Pull out every line in the entries below that contains the string "striped" and copy each one unchanged.

> _Point placement entries_
________________________

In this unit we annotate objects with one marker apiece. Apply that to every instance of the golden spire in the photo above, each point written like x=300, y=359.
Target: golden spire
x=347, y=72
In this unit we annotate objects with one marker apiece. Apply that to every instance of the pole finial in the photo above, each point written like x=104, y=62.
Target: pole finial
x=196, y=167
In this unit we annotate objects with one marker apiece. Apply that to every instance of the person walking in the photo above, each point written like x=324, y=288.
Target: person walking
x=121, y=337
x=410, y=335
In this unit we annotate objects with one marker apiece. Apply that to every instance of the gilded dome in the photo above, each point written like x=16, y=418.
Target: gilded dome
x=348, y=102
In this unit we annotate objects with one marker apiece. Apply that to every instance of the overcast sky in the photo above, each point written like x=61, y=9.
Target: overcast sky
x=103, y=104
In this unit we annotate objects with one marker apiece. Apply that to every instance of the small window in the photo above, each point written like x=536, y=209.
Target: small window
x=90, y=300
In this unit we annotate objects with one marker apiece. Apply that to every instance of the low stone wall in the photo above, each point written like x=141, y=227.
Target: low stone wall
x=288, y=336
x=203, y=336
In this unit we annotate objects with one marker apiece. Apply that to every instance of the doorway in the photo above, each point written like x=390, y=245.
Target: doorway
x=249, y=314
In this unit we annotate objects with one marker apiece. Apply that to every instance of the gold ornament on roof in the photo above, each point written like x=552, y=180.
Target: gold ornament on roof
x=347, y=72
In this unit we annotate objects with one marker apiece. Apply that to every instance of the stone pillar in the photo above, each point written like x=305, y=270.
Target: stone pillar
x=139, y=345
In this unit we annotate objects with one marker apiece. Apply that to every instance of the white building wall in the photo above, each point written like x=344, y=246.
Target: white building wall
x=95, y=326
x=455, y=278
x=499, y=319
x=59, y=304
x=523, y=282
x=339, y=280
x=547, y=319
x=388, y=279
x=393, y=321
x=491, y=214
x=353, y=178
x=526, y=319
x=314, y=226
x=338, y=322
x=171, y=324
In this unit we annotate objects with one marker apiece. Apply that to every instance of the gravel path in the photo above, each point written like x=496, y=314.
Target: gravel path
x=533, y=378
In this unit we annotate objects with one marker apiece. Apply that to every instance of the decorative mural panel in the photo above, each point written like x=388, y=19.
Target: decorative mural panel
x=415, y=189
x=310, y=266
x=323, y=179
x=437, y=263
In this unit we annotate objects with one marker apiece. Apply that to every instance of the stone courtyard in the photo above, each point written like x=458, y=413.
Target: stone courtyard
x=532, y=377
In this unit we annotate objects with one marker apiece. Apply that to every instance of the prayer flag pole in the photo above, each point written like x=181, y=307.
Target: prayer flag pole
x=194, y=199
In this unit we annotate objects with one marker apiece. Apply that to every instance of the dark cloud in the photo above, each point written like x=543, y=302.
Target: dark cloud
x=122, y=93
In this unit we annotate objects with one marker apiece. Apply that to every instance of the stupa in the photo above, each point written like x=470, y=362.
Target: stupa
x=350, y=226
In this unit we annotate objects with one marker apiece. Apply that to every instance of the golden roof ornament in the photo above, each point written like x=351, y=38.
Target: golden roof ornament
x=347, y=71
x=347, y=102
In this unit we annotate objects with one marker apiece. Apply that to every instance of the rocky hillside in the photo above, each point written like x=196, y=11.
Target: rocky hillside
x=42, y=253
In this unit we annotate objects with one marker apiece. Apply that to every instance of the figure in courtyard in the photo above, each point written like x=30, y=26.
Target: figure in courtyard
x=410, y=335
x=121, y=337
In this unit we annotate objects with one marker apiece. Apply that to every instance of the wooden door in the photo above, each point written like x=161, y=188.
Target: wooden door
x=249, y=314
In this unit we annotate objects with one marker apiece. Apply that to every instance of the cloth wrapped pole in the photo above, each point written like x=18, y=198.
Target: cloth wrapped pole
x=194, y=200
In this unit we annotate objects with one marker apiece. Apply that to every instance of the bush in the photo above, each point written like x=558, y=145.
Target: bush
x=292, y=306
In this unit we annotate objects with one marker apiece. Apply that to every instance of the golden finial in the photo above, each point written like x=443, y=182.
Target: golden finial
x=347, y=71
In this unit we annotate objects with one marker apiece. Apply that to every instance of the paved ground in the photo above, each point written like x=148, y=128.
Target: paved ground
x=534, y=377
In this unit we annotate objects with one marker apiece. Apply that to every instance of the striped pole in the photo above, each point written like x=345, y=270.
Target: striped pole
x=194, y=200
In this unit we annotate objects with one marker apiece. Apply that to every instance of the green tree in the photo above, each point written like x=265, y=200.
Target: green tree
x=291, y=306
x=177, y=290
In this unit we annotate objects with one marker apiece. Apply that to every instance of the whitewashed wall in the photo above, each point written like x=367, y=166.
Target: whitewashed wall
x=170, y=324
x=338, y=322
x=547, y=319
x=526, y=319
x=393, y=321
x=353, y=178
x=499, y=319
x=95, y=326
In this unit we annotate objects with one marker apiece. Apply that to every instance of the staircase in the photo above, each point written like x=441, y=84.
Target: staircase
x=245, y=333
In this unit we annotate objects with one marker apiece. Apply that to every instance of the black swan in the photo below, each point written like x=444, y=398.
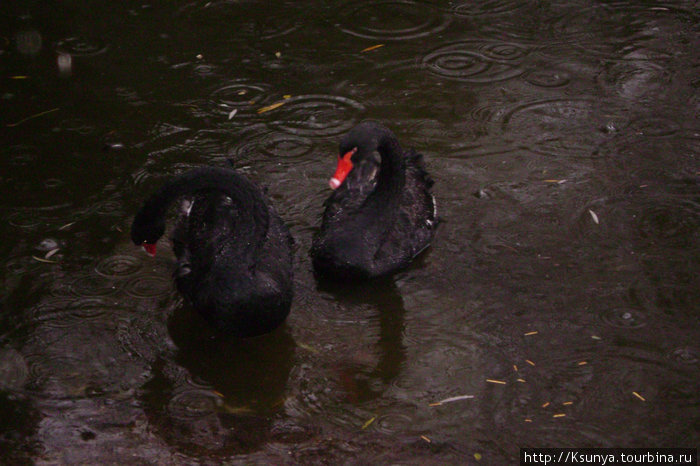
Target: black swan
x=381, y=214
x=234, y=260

________________________

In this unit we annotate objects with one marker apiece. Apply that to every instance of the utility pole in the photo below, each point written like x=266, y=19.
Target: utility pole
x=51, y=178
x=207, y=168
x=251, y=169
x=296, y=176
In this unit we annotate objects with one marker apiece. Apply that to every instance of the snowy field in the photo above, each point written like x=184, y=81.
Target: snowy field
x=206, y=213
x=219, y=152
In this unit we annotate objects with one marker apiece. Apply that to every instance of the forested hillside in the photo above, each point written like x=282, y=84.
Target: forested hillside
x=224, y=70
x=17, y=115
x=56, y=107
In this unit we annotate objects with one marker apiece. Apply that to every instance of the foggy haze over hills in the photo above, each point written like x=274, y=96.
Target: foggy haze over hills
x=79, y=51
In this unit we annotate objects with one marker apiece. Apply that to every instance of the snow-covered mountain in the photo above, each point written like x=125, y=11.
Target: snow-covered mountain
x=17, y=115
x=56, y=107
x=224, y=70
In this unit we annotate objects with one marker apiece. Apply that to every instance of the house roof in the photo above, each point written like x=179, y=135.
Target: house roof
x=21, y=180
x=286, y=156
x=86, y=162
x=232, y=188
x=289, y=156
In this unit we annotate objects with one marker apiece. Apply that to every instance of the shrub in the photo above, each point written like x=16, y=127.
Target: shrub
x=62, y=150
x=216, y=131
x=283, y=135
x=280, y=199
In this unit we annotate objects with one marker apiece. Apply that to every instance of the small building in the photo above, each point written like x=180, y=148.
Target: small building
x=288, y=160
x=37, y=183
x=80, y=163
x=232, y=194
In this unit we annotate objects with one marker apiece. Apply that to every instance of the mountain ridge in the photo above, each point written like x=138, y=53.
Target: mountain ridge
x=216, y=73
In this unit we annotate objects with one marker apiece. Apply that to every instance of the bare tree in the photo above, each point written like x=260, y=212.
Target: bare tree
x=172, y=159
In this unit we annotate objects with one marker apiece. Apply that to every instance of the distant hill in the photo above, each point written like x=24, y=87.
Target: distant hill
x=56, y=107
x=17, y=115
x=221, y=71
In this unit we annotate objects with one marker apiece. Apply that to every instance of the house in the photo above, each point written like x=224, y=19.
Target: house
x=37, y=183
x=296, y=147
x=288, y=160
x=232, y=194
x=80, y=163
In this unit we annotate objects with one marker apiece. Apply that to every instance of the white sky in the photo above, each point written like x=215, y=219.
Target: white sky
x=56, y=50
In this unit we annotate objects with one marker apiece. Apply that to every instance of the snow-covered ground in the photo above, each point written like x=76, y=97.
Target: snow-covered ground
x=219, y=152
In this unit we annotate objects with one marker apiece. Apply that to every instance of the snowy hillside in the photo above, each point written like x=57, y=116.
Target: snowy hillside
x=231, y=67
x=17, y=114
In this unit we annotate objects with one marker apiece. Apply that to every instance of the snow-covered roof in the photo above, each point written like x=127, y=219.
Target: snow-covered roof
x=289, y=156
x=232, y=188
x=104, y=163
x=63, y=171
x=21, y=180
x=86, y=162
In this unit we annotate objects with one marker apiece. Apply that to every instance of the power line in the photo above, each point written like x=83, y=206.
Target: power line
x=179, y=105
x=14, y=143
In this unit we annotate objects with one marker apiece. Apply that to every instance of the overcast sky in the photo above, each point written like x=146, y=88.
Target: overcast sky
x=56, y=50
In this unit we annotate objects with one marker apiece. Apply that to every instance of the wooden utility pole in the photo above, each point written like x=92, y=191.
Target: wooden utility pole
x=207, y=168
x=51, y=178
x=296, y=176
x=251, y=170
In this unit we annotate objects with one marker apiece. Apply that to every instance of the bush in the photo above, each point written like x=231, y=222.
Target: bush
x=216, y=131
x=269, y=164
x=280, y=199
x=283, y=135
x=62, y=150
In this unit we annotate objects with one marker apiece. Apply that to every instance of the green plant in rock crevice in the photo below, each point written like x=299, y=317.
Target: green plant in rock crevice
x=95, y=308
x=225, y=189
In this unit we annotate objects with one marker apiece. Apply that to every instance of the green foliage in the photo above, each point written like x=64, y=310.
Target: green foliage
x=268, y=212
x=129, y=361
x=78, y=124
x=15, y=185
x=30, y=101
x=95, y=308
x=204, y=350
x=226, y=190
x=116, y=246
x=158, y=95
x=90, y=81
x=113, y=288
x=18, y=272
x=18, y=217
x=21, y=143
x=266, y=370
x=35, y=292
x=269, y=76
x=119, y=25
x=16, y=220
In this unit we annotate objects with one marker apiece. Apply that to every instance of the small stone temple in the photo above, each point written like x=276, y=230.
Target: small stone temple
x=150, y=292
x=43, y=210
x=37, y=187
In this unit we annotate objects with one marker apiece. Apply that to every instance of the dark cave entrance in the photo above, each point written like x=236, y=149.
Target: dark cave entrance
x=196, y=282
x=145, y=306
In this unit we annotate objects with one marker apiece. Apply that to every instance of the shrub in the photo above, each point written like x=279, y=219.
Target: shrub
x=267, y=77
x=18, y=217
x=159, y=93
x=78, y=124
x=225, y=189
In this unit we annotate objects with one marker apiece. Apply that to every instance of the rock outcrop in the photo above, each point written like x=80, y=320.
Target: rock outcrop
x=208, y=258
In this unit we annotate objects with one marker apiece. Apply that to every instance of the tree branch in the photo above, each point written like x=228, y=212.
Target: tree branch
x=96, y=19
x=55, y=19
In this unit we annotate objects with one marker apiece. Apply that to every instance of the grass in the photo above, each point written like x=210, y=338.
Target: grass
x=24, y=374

________________________

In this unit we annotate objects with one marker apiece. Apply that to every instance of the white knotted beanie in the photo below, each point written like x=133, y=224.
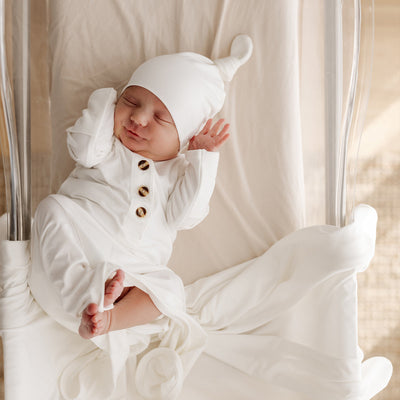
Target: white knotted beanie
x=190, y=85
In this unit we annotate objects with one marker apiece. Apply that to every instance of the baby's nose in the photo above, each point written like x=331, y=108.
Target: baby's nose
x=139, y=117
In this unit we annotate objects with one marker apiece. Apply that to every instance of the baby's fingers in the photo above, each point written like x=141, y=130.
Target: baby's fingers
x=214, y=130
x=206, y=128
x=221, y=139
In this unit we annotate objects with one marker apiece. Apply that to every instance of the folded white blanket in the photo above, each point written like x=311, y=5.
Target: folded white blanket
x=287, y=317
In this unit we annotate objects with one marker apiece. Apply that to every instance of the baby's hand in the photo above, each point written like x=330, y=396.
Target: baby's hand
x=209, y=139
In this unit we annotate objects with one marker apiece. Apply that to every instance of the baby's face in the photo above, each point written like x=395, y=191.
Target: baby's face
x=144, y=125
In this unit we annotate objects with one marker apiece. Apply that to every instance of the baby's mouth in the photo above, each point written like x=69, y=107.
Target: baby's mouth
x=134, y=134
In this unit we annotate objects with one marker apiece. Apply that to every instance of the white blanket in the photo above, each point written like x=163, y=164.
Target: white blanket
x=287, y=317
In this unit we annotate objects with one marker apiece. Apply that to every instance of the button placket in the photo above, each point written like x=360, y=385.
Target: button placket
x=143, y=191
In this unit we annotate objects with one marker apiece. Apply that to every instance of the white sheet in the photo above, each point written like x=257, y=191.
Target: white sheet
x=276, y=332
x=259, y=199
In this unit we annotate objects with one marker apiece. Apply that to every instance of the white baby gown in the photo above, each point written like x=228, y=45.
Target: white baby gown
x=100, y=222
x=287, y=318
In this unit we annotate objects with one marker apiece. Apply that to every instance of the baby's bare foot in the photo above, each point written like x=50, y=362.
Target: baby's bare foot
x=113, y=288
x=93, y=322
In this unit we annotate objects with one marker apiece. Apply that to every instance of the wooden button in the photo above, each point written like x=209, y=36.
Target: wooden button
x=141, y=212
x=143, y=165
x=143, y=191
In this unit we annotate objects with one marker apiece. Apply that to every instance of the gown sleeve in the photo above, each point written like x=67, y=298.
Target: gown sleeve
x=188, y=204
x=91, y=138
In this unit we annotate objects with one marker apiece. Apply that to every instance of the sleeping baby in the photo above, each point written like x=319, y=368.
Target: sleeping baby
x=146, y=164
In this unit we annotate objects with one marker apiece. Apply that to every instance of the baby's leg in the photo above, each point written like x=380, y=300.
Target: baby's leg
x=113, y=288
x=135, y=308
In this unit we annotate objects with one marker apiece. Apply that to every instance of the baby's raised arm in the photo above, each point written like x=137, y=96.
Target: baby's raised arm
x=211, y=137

________________________

> _Answer to the task_
In this unit we annotate objects with one marker apiece. Apply that to every instance of the striped pole in the photo above, each point written like x=345, y=270.
Target: striped pole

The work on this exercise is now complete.